Given task A
In the passage on the priestly worldview, what happens to a person who consciously violates one of Yahweh's commandments?
Given task B
Carry on the passage about the priestly worldview from its final sentence.

Text passage
------------------------------------------------------------------------
To be able to distinguish between the holy and the profane, the pure and the impure is the most crucial and significant element of the Priestly literature. In other words, the whole priestly worldview boils down to seeing the world in terms of what is sacred and what is profane, what is pure and what is impure. It is at root a worldview built on the sole perspective that the cosmos is divided up into sacred space and sacred time (e.g., the Sabbath and other appointed festivals). In this regard, our modern economic worldview is, literally, world’s apart from the worldview, belief system, and values of the Aaronid priestly guild that wrote these texts. The demarcation of sacred space and the maintaining of that sacred space were the only things that mattered in living life. And furthermore, the community of people, among which Yahweh dwelt in its center, was sacred. The whole camp was sacred space. Can you imagine living in that world? A world defined by sacred space, and which placed you in that sacred space? Imagine what that would entail!

Another important difference to notice is the world as envisioned by the priests is not one plagued by good versus evil. That narrative is absent in the priestly corpus. There is no Satan, nor demonic forces that stand apart from Yahweh and who tempt men to err. There is only the pure and the impure, the holy and the profane. In other words, questions of morality or ethics are subordinated to issues of purity and impurity. A sin in the priestly literature can be one of two things: either an individual has inadvertently (#173) come into contact with something/someone impure and has therefore become impure himself—and thus this impurity/sin must be expunged from the individual via a sacrifice (#174). Or he has consciously violated one of Yahweh’s commandments “distinguishing between what is pure and impure” and in this case is “cut off” from the community (#175)—i.e., the holy people, whose sole space is defined as pure. Thus he is banished to the realm of impurity, i.e., outside the community!
------------------------------------------------------------------------
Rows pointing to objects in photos

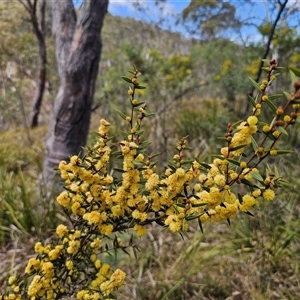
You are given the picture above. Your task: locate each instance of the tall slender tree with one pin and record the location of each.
(78, 47)
(36, 10)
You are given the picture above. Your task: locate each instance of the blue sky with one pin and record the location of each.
(172, 8)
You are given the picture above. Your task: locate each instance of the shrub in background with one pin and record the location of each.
(101, 203)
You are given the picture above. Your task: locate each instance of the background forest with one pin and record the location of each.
(196, 82)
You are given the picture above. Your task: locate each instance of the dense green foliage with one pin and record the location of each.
(195, 88)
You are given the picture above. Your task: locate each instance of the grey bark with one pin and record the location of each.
(78, 47)
(38, 26)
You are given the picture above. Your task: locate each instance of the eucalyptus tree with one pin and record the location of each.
(78, 44)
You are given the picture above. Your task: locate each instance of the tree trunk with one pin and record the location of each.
(78, 47)
(38, 26)
(281, 7)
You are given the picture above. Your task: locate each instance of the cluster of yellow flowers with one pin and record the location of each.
(100, 204)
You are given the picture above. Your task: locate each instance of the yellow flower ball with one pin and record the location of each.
(268, 195)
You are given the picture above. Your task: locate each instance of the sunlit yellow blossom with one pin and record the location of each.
(248, 202)
(287, 118)
(33, 264)
(77, 209)
(63, 199)
(224, 152)
(268, 195)
(243, 164)
(73, 247)
(252, 120)
(220, 180)
(140, 230)
(48, 269)
(12, 280)
(61, 230)
(276, 133)
(152, 182)
(256, 193)
(69, 264)
(174, 223)
(38, 248)
(104, 127)
(117, 278)
(54, 253)
(106, 229)
(35, 286)
(139, 158)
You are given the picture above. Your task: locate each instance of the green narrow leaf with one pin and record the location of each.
(255, 84)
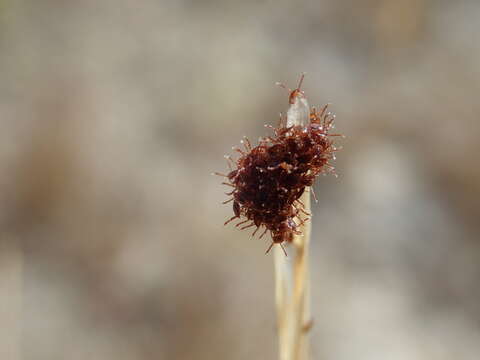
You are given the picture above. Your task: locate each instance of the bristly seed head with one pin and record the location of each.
(270, 178)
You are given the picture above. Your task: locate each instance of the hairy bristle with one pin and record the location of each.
(270, 178)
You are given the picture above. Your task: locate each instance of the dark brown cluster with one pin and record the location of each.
(270, 178)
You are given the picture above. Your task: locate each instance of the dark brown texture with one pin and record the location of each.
(270, 178)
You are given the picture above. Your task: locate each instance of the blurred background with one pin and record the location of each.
(113, 115)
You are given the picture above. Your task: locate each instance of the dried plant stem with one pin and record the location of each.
(292, 290)
(292, 280)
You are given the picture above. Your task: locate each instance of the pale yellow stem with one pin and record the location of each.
(292, 280)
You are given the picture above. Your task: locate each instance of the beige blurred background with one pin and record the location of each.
------------------------------------------------------------------------
Task result A
He is "cut off" from the community and banished to the realm of impurity outside it.

Task result B
This priestly worldview, and the literature that endorsed and legitimated it, is not only at odds with our own 21st century worldview, beliefs, and values—quite obviously, but this needs to be repeatedly emphasized against those who would suggest otherwise—but it is also world’s apart from the worldview, beliefs, and values of the authors of what became the New Testament. We should not be alarmed by this; after all we’re talking about the world as viewed—as created!—by an elite priestly guild of the 6th-5th c. BCE and the world as seen through the eyes of secular writers living centuries later and in a radically different geopolitical and religious world, the 1st c. CE.

So similar to the Aaronid priests who wrote texts to legitimate and sanctify their own worldview and beliefs by presenting their deity, Yahweh, as a spokesperson for those very beliefs—in this case the prohibition of eating so-called unclean foods—so too the New Testament writers legitimated their own culturally defined beliefs and worldview by presenting Jesus as the spokesperson for these very beliefs, one of which was that all foods were clean.

And he said to them—“Are you thus also without understanding? Do you not know that everything that enters into a man from the outside is unable to profane him, that it does not enter into his heart but into his stomach, and leaves him as waste”—declaring all foods clean. (Mk 7:18-19, my translation)

Whoever uttered these words, for they may not have been Jesus’ but those of the author of this text—just like the words of Yahweh in the book of Leviticus are those of the author—clearly is without understanding when it comes to the whole priestly worldview of the sacred as depicted in the book of Leviticus. Indeed, this author not only does not live in a world defined by sacred space and time as our Aaronid priests did, but such a worldview is utterly inconceivable to this author, and/or Jesus. Ideas of sacred space, people, and things, of Yahweh dwelling in their midst, etc. are all foreign to this author, and/or Jesus. It is not their world nor their belief system—indeed how could it be? We’re talking about a difference of 7 centuries in a vastly changed geopolitical and religious world! The passage above completely misses the point of the Aaronid priests who wrote Leviticus and fails to grapple with the sacred as defined by this elite priestly guild, and why it was constructed in the first place. It reduces the conversation about sacred space, people, and things to bodily parts: the heart and the stomach. Not only are the beliefs expressed above contradictory to the beliefs of the Aaronids but also to the Yahweh of the Aaronids’ text!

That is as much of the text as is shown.